- [Work instruction 1]
Translate this sentence from the grid DP text into Spanish: "This problem adds a third dimension for the number of remaining pieces."
- [Work instruction 2]
Continue the explanation of grid DP with a cutting dimension, picking up after its final sentence.

Grid DP with an extra cutting dimension
Standard grid DP problems like Unique Paths or Minimum Path Sum have two dimensions: row and column. This problem adds a third dimension for the number of remaining pieces. The transition is different too. Instead of moving to adjacent cells, you jump to a new starting row or column defined by where you place the cut. This pattern of "DP on sub-rectangles with a resource counter" appears in other partition problems as well.
Edge cases
- k = 1: No cuts needed. If the entire pizza has at least one apple, the answer is 1. Otherwise 0.
- All apples in one row or column: You can only make horizontal cuts below that row (or vertical cuts to its right). Many cut positions will produce empty pieces.
- Grid is 1 x n or n x 1: Only one type of cut is possible (vertical for 1 x n, horizontal for n x 1). The problem reduces to a 1D partition.

(Collected data entries)
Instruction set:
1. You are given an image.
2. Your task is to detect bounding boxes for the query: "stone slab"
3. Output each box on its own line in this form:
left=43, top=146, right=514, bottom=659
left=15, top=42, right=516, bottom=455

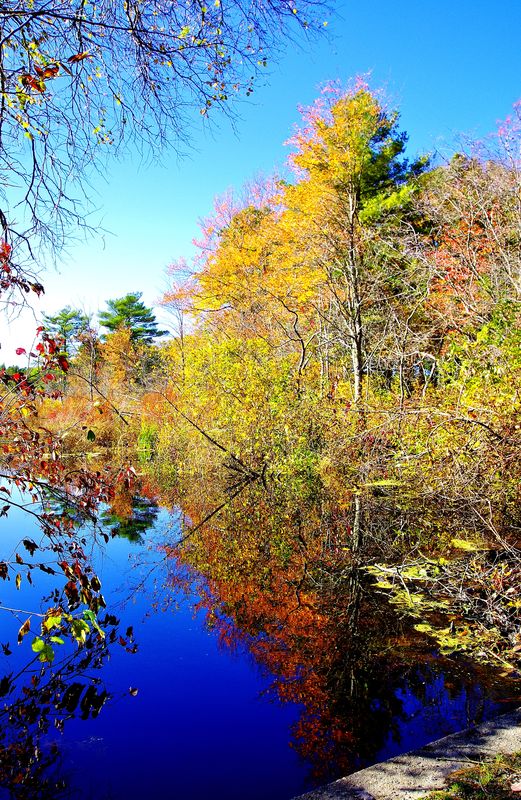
left=295, top=708, right=521, bottom=800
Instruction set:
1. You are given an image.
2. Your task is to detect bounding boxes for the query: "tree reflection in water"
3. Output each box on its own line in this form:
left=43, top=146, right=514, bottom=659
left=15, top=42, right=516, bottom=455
left=161, top=478, right=519, bottom=783
left=0, top=472, right=519, bottom=800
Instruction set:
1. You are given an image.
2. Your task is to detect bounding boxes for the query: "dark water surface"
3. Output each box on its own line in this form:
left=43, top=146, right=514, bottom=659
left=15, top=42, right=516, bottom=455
left=0, top=488, right=511, bottom=800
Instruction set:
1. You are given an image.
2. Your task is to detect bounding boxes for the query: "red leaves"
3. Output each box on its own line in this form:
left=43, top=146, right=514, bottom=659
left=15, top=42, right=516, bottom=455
left=0, top=242, right=12, bottom=260
left=67, top=50, right=92, bottom=64
left=20, top=73, right=45, bottom=94
left=35, top=64, right=60, bottom=80
left=18, top=617, right=31, bottom=644
left=57, top=356, right=69, bottom=372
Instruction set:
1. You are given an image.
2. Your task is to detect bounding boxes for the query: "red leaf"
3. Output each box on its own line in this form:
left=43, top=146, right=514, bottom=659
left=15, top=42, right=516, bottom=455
left=67, top=50, right=92, bottom=64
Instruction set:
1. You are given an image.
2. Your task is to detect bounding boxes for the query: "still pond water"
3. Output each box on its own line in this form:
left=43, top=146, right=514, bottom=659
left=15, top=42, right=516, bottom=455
left=0, top=484, right=512, bottom=800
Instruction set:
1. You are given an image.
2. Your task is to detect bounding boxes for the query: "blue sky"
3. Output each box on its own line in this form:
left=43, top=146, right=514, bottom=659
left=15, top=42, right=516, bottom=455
left=0, top=0, right=521, bottom=362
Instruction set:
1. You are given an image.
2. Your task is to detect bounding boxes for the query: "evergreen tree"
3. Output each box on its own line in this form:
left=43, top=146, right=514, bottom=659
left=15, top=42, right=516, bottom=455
left=98, top=292, right=168, bottom=344
left=43, top=306, right=90, bottom=356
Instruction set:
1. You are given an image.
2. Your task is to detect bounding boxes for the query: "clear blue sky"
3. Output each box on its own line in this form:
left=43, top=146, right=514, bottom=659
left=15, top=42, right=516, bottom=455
left=0, top=0, right=521, bottom=362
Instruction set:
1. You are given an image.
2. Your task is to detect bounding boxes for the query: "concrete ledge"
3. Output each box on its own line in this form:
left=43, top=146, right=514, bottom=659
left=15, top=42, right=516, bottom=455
left=295, top=709, right=521, bottom=800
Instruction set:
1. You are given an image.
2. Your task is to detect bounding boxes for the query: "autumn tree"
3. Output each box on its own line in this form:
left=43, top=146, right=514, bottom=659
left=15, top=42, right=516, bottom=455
left=0, top=0, right=330, bottom=312
left=282, top=82, right=426, bottom=402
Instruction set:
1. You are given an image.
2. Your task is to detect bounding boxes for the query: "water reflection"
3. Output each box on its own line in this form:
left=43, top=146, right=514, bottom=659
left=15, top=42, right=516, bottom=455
left=0, top=472, right=519, bottom=800
left=162, top=478, right=519, bottom=783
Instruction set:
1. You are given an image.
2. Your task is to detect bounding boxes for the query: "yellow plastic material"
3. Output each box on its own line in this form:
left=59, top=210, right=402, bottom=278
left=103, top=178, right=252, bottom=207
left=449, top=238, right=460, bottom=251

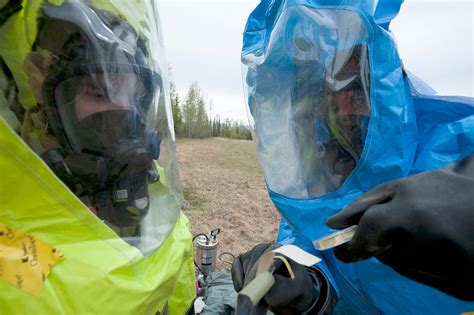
left=0, top=0, right=195, bottom=315
left=0, top=223, right=64, bottom=294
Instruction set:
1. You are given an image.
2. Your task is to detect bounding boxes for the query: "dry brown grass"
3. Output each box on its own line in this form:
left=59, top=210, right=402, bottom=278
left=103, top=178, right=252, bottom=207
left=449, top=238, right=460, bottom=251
left=177, top=138, right=280, bottom=269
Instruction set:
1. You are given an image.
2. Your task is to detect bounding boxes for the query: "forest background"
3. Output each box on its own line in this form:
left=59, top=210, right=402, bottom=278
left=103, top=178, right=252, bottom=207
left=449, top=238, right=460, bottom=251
left=170, top=75, right=252, bottom=140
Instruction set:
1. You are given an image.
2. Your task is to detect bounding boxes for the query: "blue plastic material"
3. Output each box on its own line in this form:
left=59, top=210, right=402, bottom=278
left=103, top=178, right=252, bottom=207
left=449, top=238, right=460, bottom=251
left=242, top=0, right=474, bottom=314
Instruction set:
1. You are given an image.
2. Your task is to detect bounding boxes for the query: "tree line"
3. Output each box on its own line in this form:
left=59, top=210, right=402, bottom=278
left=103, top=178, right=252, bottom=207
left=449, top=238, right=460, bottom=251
left=170, top=82, right=252, bottom=140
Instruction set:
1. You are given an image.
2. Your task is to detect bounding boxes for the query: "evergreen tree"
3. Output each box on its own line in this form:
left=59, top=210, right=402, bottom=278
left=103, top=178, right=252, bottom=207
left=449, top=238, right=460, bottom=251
left=170, top=81, right=184, bottom=137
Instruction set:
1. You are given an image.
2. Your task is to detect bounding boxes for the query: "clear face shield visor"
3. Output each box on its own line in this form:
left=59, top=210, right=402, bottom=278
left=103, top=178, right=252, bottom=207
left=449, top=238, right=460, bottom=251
left=23, top=1, right=182, bottom=253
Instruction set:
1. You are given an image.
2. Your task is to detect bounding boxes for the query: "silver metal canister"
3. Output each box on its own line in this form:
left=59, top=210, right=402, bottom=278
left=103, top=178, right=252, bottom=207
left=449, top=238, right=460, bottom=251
left=196, top=230, right=220, bottom=276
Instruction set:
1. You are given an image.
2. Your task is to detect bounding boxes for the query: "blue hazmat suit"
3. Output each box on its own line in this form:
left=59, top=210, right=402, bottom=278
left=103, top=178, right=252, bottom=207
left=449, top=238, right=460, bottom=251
left=242, top=0, right=474, bottom=314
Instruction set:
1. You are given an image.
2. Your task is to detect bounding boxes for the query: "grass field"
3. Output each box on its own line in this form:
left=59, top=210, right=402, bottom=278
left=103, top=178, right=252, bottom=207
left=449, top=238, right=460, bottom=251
left=177, top=138, right=280, bottom=269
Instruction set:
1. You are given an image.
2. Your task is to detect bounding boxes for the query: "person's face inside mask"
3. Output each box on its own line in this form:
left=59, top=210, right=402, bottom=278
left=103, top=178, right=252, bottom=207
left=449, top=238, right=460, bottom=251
left=74, top=74, right=136, bottom=121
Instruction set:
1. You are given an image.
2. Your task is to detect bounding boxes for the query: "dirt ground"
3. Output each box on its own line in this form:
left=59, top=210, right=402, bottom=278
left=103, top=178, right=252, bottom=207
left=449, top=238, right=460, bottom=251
left=177, top=138, right=280, bottom=270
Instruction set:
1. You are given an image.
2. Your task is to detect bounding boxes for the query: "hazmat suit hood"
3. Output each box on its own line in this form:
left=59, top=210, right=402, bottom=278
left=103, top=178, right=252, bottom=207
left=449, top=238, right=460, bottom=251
left=242, top=1, right=417, bottom=240
left=0, top=0, right=195, bottom=314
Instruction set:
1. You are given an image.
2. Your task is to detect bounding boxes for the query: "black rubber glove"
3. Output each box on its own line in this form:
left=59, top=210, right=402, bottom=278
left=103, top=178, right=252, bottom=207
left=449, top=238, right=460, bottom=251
left=231, top=244, right=320, bottom=315
left=328, top=156, right=474, bottom=300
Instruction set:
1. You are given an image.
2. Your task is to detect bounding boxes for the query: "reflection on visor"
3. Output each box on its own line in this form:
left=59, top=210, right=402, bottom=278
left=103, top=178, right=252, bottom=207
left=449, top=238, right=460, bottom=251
left=73, top=74, right=144, bottom=120
left=243, top=6, right=371, bottom=198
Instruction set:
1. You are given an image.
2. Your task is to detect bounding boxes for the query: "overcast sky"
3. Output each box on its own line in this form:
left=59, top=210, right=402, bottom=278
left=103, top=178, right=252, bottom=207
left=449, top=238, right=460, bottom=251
left=160, top=0, right=474, bottom=122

- [Task response 1]
Este problema añade una tercera dimensión para el número de piezas restantes.

- [Task response 2]
- Exactly k apples total: Each piece must get exactly one apple. The number of valid ways depends on the specific layout, but most cut positions will be invalid.
From understanding to recall
You now know how suffix sums enable O(1) apple checks and how the three-dimensional DP counts valid cut sequences. But reproducing this under interview pressure requires more than understanding.
In a timed setting, you need to quickly see that the remaining pizza is always a bottom-right sub-rectangle, decide to use suffix sums instead of prefix sums for cleaner lookups, define the DP state as (row, col, pieces_remaining), and write the transition that tries every horizontal and vertical cut position. That fluency comes from practice, not reading.
Spaced repetition helps you internalize the pattern. You revisit the problem at increasing intervals, each time rebuilding the suffix sum and the three-dimensional DP from scratch. After a few reps, "partition a grid into k pieces" triggers the right template automatically.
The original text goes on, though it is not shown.